* [CHECK YOUR UNDERSTANDING]
**a.** In the MoTE summary below, what are the four steps of the reasoning chain?
**b.** Decide whether each statement agrees with the MoTE summary below. Answer yes or no, quoting the words of the summary that decide it. (i) The experiments used 7B and 8B models. (ii) All reasoning steps use one single LoRA expert, with no experts for particular steps. (iii) The summary says MoTE's performance falls far behind OpenAI's o1 model.
**c.** Rewrite the paragraph of the MoTE summary that begins "MoTE tackles the challenge" as a short list that keeps its main facts.

* [EXTRACT]
▼

Mixture of insighTful Experts (MoTE): The Synergy of Thought Chains and Expert Mixtures in Self-Alignment
Zhili Liu, Yunhao Gou, Kai Chen, Lanqing Hong, Jiahui Gao, Fei Mi, Yu Zhang, Zhenguo Li, Xin Jiang, Qun Liu, James T. Kwok
TL;DR
MoTE tackles the challenge of aligning LLMs with human values by integrating structured, multi-step reasoning with a step-level mixture-of-experts (MoE) architecture. It introduces a four-step reasoning chain—Question Analysis, Answer Guidance, Safe Answer, and Safety Checking—coupled with parallel LoRA experts dedicated to each step and a shared expert to promote cross-step collaboration, enabling adaptive inference lengths and improved safety even for smaller models. Experimental results on 7B and 8B models show substantial gains in safety and jailbreak resistance, with performance competitive to OpenAI’s o1 model on key benchmarks, alongside comprehensive ablations that highlight the contributions of data, step-level routing, and step skipping. The work provides both empirical evidence and theoretical rationale for decomposing alignment into intermediate steps and demonstrates a scalable, training-efficient path for robust self-alignment in LLMs. Overall, MoTE advances practical self-alignment by fusing reasoning-driven safety with parameter-efficient MoE, offering a foundation for extending safer AI across domains and modalities.

▲

* [GIVEN MATERIAL]
▼

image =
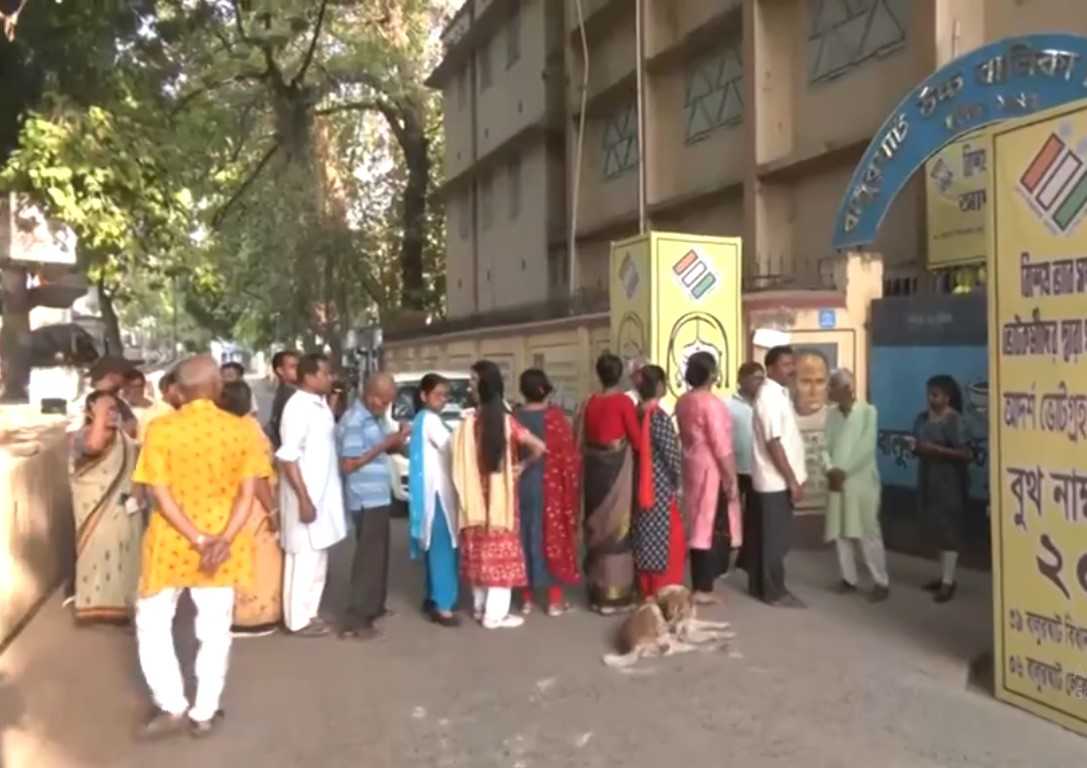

▲

* [TASK RESPONSES]
**a.** Question Analysis, Answer Guidance, Safe Answer, and Safety Checking.

**b.**
(i) Yes: "Experimental results on 7B and 8B models show substantial gains in safety and jailbreak resistance"
(ii) No: "parallel LoRA experts dedicated to each step and a shared expert to promote cross-step collaboration"
(iii) No: "with performance competitive to OpenAI’s o1 model on key benchmarks"

**c.**
- Goal: align LLMs with human values by combining multi-step reasoning with a step-level mixture-of-experts (MoE) architecture.
- Reasoning chain: four steps (Question Analysis, Answer Guidance, Safe Answer, Safety Checking).
- Architecture: a parallel LoRA expert for each step, plus a shared expert for cross-step collaboration. This allows adaptive inference lengths and better safety, even for smaller models.
- Results: on 7B and 8B models, large gains in safety and jailbreak resistance, competitive with OpenAI's o1 on key benchmarks.
- Ablations: show the contributions of data, step-level routing, and step skipping.
- Contribution: empirical and theoretical support for splitting alignment into intermediate steps, and a scalable, training-efficient path to robust self-alignment.
- Outlook: a foundation for extending safer AI across domains and modalities.